== Set exercise ==
Return only this: the line with "Identify the kitchen window" and all the lines that follow it below, through the final one, exactly as they are.
-- Begin --
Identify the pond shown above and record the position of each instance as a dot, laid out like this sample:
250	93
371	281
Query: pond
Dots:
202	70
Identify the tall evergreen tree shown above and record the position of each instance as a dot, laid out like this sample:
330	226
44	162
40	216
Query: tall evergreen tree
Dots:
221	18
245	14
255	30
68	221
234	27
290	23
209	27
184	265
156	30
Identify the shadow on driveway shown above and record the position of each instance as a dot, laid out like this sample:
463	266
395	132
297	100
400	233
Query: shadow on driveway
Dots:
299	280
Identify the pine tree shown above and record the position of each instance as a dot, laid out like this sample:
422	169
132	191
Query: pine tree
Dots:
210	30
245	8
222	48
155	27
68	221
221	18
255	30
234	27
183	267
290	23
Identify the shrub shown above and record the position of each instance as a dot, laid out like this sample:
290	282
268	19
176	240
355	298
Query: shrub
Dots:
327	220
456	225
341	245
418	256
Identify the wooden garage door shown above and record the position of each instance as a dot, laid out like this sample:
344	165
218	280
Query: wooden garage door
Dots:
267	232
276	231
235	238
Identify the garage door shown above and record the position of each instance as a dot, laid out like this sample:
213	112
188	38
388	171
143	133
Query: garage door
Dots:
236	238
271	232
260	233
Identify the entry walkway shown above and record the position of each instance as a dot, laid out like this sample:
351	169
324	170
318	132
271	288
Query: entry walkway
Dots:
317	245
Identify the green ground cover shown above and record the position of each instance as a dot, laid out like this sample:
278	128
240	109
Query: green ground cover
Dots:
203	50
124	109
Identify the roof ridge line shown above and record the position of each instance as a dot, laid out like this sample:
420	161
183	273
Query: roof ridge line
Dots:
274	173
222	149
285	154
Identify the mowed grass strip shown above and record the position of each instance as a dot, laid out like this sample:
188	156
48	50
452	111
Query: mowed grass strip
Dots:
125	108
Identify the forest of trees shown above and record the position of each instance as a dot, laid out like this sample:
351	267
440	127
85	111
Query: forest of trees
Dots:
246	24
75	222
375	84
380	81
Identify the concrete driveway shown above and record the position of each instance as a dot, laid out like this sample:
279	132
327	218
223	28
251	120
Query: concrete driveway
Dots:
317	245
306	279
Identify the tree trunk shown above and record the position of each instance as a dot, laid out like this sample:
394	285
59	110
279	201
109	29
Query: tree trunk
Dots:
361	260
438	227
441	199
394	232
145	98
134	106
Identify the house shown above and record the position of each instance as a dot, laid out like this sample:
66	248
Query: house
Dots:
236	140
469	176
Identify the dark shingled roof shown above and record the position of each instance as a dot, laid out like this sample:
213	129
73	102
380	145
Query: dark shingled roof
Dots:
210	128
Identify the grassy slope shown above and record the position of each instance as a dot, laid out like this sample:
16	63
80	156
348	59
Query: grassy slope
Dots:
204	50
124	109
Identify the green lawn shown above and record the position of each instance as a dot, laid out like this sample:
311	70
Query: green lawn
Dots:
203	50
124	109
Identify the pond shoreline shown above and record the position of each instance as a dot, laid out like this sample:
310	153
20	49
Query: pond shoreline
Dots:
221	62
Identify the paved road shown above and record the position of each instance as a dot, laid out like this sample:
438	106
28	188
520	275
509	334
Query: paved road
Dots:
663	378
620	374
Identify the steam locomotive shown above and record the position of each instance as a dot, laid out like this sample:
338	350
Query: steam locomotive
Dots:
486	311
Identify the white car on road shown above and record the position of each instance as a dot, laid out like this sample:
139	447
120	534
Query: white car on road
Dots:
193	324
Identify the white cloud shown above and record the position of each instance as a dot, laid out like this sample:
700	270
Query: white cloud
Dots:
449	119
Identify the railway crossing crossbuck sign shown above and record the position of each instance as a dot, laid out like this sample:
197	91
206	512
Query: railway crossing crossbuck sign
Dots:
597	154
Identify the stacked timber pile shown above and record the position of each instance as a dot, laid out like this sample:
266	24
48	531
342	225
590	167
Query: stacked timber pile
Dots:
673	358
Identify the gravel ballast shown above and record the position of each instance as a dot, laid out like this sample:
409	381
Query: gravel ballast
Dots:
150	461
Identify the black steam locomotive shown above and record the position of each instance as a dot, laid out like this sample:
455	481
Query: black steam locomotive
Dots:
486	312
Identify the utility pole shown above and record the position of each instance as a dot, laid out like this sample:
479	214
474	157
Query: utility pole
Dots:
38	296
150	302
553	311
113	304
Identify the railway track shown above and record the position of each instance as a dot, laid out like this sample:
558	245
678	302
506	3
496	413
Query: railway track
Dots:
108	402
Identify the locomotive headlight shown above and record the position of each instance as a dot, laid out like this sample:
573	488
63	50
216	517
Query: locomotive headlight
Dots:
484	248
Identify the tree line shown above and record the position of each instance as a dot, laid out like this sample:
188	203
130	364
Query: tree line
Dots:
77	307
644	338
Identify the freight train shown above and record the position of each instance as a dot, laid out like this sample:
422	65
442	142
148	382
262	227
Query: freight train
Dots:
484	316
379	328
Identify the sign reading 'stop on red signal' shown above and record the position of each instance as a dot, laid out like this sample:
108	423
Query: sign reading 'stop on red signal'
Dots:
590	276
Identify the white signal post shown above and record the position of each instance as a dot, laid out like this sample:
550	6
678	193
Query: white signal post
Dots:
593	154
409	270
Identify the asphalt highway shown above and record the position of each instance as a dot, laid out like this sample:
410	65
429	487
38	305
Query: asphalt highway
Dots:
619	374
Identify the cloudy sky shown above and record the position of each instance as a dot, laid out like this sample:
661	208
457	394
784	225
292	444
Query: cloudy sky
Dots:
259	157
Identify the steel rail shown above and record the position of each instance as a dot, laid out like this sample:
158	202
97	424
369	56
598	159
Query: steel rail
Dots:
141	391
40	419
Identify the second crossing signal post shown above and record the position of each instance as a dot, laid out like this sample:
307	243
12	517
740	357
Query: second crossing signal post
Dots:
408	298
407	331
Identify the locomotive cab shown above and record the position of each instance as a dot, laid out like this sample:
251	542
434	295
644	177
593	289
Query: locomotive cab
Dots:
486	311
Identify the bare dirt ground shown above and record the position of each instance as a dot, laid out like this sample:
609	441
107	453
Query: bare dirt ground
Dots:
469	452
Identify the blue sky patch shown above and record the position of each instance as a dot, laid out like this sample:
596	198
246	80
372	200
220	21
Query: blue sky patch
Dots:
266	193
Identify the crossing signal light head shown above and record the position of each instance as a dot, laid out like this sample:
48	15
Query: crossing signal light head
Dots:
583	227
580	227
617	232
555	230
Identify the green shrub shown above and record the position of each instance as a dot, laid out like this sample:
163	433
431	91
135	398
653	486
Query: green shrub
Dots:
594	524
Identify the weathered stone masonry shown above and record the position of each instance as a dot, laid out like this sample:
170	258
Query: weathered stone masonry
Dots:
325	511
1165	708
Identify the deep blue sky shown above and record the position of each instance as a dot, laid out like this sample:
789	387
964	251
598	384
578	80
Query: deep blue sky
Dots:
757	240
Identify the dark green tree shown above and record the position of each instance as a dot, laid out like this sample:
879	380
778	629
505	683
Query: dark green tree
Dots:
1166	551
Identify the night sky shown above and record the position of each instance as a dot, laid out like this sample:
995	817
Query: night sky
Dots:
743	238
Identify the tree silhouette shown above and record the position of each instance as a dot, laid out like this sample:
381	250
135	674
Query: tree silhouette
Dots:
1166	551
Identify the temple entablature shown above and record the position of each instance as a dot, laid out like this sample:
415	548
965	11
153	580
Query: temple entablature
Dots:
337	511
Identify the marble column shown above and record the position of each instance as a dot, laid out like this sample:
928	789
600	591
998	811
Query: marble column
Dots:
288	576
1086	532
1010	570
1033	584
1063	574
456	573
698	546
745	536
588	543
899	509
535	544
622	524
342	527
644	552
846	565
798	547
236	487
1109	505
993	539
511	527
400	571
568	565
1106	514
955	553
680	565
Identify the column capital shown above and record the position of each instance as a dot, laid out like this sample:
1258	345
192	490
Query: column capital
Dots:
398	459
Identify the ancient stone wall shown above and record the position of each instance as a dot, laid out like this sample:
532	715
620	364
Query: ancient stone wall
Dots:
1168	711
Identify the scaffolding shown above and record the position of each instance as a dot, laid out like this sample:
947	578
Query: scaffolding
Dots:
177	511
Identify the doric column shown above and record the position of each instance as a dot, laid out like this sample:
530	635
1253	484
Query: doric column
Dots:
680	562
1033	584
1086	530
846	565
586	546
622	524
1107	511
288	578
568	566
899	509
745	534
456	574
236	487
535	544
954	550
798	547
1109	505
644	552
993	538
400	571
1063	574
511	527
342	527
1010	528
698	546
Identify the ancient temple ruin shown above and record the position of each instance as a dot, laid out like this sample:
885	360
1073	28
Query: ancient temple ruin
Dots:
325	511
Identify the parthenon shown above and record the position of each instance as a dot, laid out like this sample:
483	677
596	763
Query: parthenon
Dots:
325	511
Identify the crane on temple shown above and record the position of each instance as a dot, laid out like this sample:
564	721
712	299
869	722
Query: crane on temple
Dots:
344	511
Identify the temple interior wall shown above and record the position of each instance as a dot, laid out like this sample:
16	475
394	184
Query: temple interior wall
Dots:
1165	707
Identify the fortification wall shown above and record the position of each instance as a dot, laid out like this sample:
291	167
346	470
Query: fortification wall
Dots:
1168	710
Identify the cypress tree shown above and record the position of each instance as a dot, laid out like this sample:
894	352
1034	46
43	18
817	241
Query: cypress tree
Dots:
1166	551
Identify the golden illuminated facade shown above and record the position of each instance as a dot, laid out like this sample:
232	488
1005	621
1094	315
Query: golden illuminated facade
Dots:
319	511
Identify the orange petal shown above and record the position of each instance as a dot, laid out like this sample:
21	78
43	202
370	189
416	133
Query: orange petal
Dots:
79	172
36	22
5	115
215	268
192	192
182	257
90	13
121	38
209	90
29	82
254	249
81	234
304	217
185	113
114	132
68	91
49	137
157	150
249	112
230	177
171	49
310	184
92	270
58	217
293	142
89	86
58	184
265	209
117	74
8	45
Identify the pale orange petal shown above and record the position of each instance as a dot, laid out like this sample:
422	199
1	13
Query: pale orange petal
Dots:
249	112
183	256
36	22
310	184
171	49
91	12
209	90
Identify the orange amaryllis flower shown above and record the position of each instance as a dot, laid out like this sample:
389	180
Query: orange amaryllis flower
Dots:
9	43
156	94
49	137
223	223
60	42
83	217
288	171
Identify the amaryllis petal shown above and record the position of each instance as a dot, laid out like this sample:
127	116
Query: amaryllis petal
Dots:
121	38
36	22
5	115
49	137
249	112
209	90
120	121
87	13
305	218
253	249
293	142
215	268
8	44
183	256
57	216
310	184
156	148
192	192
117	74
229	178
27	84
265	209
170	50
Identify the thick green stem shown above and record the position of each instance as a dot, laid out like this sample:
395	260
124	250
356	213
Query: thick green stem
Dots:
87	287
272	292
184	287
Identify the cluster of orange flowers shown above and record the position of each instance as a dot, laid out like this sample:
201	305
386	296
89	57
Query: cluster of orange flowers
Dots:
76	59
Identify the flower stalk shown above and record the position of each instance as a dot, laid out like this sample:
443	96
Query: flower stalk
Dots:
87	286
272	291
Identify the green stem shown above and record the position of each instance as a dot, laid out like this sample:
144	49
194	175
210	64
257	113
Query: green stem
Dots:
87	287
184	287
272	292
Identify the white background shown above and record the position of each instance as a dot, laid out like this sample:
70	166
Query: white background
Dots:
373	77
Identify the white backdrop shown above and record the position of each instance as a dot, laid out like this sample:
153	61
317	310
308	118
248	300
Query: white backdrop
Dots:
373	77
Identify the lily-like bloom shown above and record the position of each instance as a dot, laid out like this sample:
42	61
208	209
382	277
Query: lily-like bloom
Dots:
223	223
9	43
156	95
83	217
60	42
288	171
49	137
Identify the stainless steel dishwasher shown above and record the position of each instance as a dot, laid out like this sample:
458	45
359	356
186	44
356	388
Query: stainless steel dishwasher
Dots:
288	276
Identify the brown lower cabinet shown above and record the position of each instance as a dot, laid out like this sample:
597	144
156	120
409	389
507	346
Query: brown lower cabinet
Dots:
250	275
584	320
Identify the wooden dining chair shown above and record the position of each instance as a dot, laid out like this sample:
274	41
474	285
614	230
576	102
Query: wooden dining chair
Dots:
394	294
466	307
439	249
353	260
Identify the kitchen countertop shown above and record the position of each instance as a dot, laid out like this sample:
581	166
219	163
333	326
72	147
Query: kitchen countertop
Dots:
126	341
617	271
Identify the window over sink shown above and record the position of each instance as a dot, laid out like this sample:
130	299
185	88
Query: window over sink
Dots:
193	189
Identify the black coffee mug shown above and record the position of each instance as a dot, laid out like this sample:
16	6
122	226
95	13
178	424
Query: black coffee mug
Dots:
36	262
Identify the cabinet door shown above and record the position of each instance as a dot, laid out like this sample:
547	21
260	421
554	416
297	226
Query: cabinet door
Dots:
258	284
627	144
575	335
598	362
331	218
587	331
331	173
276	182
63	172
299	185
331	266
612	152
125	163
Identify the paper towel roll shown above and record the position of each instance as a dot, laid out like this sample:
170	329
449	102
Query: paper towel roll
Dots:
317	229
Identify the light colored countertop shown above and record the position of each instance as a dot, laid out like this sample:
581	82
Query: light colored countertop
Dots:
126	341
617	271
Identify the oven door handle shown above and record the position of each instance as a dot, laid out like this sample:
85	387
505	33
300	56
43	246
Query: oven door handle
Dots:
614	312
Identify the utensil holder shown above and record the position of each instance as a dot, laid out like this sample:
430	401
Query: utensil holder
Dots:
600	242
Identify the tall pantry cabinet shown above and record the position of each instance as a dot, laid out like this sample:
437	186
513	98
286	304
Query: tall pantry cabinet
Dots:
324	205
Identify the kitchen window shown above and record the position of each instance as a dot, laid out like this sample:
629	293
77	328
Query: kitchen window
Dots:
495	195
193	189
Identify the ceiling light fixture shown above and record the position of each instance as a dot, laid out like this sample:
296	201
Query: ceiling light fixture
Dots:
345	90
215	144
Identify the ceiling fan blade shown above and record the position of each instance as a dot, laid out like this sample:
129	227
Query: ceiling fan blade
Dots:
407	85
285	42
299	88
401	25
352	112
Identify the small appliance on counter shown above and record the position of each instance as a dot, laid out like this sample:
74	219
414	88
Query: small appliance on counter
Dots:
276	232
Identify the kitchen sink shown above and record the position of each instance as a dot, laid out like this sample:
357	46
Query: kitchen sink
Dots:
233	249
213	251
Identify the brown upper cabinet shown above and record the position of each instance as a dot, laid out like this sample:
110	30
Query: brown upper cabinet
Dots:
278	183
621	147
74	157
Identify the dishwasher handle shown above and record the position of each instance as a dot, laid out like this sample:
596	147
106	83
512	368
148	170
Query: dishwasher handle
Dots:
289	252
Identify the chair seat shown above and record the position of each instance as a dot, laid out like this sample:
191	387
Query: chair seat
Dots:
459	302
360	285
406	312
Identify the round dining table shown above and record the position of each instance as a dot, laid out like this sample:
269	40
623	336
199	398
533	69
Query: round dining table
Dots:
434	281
-- End --
== Expected answer ==
Identify the kitchen window shown above and record the position of each instance as a dot, laid out like this sample:
629	293
77	328
Query: kitchen window
Dots:
495	195
193	189
Identify the ceiling light fixture shown above and record the position of each instance as a dot, laid out like this sample:
296	201
Query: ceiling light fixture
Dots:
345	90
215	144
Identify the ceiling fan blade shown above and record the position of each instance as a dot, laid out like this sample:
129	227
Query: ceiling fan blade
Dots:
407	85
285	42
299	88
401	25
352	112
Identify the small appliance on counter shown above and record the position of each instance as a dot, laid out like this sample:
74	219
414	88
Query: small appliance on counter
Dots:
276	232
Identify the kitchen sink shown above and record the position of each instance as a dot, laid out like this sample:
357	46
Query: kitchen sink
Dots:
233	249
213	251
Identify the brown upper cabinet shown above and record the position of each instance as a dot, laid out like this sample:
110	30
Query: brown upper cabinet
Dots:
278	183
621	147
74	157
Identify the dishwasher handle shown above and record the position of each instance as a dot, laid out like this sample:
596	147
106	83
512	368
148	170
Query: dishwasher handle
Dots:
289	252
Identify the chair seat shown above and record the position of each instance as a dot, laid out like this sample:
191	387
Query: chair seat
Dots:
459	302
360	285
406	312
Identify the round dining table shown above and record the position of each instance as a dot, laid out like this sample:
269	40
623	336
199	398
533	69
Query: round dining table
Dots:
434	281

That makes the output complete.